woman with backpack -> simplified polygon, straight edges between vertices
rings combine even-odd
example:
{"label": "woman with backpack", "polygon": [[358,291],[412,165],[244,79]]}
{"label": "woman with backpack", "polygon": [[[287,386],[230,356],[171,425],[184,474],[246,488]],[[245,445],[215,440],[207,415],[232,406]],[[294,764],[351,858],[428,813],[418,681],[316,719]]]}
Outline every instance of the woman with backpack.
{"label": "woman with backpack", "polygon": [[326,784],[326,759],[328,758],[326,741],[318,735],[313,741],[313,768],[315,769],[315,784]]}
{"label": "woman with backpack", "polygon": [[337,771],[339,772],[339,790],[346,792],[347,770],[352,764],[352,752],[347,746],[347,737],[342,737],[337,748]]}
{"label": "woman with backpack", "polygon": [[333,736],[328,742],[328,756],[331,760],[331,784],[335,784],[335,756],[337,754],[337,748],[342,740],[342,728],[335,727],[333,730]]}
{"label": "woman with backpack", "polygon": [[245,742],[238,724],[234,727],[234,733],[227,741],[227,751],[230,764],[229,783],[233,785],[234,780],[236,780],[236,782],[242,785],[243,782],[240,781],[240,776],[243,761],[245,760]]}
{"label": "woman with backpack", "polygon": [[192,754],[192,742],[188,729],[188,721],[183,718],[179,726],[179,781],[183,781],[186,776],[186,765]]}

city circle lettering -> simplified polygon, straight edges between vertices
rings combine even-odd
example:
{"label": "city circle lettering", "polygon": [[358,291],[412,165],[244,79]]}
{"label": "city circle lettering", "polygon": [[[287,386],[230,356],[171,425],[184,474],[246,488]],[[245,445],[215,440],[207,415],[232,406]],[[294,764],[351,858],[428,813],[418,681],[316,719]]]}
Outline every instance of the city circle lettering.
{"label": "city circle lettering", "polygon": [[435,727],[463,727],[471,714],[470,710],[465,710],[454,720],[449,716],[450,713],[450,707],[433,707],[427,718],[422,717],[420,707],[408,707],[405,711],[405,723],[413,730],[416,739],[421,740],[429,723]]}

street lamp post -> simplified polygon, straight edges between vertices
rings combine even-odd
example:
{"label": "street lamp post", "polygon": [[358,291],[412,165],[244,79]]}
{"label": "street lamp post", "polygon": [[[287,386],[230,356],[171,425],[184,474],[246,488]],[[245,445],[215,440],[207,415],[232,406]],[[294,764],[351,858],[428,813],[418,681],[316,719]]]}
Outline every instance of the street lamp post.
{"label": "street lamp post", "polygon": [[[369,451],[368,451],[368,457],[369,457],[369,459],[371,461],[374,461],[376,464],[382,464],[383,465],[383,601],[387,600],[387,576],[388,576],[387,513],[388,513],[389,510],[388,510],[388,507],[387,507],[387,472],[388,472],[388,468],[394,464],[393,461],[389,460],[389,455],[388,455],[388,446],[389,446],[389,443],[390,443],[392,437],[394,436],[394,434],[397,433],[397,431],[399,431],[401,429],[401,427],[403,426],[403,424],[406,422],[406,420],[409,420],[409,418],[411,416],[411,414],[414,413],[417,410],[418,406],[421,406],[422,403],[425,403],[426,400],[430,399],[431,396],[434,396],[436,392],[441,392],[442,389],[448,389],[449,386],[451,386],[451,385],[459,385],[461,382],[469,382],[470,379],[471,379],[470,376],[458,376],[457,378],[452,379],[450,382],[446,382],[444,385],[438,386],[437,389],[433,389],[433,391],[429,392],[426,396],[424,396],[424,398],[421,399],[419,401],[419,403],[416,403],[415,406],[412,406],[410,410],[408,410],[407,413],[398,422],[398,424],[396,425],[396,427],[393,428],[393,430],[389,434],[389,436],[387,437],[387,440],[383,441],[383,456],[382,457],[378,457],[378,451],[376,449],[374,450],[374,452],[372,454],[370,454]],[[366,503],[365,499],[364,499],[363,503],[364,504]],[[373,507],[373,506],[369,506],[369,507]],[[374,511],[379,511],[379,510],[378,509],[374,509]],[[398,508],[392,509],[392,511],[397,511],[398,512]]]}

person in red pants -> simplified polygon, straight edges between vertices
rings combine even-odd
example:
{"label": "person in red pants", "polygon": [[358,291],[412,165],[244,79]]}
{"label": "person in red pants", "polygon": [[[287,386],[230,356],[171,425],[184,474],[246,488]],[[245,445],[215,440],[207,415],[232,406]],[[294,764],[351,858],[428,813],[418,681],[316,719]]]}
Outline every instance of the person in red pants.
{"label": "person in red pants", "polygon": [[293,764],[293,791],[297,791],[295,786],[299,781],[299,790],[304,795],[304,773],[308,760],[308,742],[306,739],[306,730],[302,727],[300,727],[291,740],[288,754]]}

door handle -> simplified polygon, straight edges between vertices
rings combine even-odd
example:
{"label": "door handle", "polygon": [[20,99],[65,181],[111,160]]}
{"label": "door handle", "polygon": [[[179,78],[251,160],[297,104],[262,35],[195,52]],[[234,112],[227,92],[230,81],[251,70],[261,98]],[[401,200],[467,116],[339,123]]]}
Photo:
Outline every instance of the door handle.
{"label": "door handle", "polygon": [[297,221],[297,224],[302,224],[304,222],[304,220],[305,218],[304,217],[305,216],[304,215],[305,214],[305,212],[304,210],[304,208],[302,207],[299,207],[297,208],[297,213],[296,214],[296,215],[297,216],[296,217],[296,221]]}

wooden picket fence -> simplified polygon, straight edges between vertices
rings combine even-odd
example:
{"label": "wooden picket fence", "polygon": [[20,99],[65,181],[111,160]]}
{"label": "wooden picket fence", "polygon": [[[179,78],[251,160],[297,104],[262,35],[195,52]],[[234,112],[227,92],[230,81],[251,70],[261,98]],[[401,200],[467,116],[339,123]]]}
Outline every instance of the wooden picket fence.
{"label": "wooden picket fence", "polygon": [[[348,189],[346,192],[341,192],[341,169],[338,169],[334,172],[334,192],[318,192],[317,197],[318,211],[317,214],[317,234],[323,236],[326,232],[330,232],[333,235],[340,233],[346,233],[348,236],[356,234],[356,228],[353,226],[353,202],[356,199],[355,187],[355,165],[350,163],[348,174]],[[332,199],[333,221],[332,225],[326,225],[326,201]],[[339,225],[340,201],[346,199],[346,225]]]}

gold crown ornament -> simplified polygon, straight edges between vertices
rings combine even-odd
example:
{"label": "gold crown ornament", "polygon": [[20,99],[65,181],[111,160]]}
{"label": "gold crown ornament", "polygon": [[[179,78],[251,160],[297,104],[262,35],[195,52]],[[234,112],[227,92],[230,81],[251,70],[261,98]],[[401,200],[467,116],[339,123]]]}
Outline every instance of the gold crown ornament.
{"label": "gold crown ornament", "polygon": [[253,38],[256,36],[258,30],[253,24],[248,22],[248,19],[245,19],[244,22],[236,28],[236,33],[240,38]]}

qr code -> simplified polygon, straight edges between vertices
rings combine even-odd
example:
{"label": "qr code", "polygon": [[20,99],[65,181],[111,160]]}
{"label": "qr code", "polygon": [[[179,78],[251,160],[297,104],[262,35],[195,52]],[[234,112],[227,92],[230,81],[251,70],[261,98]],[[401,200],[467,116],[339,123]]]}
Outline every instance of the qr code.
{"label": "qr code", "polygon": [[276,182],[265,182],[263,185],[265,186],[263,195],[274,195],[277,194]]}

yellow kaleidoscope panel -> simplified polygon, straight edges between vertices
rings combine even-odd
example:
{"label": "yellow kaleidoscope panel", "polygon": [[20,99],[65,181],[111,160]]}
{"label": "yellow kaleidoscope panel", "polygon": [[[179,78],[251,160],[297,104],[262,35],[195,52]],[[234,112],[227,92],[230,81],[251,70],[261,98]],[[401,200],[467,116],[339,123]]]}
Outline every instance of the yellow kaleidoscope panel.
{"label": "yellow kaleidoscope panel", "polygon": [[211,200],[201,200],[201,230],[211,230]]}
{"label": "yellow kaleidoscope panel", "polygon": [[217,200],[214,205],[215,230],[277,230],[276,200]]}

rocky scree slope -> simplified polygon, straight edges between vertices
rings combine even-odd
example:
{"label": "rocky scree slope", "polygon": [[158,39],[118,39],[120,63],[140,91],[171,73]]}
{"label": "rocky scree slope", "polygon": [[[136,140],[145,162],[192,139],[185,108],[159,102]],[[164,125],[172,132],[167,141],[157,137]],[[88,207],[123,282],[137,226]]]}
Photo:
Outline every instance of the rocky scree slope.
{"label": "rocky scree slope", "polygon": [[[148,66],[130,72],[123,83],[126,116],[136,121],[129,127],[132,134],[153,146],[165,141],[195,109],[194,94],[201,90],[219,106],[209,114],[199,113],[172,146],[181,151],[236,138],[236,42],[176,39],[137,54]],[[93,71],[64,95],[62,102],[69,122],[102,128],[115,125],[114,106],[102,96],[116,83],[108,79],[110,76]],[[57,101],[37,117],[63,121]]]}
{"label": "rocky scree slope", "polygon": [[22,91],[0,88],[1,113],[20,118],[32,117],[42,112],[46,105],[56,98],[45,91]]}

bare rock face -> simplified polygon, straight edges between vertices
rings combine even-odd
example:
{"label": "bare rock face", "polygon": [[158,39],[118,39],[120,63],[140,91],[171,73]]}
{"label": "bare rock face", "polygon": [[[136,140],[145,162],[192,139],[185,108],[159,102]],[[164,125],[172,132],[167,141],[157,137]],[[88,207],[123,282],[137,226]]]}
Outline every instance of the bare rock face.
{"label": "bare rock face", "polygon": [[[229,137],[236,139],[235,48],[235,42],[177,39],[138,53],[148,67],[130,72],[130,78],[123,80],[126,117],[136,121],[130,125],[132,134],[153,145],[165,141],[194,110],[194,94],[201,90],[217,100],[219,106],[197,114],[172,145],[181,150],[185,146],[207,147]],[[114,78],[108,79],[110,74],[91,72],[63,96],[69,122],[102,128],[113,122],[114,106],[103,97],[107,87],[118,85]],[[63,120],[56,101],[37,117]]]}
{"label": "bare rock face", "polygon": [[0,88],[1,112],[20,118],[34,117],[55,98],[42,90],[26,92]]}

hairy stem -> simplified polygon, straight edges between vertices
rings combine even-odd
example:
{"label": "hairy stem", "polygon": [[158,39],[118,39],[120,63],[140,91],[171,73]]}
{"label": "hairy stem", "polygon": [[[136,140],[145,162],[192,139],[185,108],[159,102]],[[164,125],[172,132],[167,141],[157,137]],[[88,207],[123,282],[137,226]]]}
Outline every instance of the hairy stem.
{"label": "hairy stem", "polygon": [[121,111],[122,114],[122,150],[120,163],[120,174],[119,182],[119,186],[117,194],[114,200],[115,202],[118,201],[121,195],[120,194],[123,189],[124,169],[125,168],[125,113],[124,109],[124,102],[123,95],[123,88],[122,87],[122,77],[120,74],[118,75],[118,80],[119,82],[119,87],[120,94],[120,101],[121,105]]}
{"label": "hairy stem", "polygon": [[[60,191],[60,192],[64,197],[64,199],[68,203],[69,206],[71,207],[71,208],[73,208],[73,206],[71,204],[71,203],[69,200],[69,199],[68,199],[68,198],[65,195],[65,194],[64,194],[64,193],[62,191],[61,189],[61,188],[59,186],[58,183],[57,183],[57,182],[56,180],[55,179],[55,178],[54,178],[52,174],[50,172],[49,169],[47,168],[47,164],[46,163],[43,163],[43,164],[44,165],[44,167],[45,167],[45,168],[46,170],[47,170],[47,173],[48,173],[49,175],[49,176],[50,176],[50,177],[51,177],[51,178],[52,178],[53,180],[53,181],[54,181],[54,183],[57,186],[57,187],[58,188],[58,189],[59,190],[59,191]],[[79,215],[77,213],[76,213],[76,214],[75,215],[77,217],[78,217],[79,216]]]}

# [Written instruction]
Rewrite the lines from the one containing "hairy stem ->" through the one containing "Outline every instance of the hairy stem.", inclusive, with "straight edges" replaced by "linear edges" and everything else left as it is.

# [Full solution]
hairy stem -> simplified polygon, linear edges between vertices
rings combine even-odd
example:
{"label": "hairy stem", "polygon": [[158,39],[118,39],[120,63],[140,91],[171,73]]}
{"label": "hairy stem", "polygon": [[[136,140],[145,162],[192,139],[185,108],[159,102]],[[164,125],[172,132],[167,141],[157,137]],[[88,207],[123,282],[137,226]]]}
Outline every instance of the hairy stem.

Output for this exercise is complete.